--- Instructions for the task ---
Return each line of the listing below that contains the word "target", copying the lines unchanged.

Collected data entries
%%
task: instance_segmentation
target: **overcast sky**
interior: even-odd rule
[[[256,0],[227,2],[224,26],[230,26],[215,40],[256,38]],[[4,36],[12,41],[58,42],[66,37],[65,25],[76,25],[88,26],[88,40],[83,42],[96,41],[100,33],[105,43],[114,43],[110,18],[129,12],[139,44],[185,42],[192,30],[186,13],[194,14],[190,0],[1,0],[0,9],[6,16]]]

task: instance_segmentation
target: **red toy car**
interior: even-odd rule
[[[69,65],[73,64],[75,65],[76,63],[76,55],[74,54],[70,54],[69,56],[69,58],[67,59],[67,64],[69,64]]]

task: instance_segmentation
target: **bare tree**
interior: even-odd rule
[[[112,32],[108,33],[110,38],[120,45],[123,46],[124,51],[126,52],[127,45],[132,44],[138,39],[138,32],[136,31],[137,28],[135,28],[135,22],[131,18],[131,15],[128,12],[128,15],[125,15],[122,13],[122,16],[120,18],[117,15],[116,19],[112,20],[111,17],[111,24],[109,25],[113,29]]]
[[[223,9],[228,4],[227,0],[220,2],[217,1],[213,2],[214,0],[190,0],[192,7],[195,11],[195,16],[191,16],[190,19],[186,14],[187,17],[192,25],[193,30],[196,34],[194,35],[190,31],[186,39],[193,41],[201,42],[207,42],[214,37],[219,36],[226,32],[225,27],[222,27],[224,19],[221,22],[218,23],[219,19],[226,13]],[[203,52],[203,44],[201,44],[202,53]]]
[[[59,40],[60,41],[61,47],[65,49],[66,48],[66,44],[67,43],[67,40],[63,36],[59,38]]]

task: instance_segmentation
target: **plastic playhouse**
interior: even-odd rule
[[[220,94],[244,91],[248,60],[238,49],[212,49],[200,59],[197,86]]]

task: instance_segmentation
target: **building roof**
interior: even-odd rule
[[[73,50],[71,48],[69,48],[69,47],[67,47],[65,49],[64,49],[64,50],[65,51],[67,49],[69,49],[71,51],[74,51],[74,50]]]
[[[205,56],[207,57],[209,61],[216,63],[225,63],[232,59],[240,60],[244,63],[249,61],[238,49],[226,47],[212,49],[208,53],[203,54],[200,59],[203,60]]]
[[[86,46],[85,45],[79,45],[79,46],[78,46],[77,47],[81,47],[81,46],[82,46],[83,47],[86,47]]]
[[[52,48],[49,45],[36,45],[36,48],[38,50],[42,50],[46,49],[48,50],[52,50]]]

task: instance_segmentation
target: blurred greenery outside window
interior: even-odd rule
%%
--- Reply to the task ---
target: **overcast sky**
target: **red toy car**
target: **bare tree**
target: **plastic playhouse**
target: **building roof**
target: blurred greenery outside window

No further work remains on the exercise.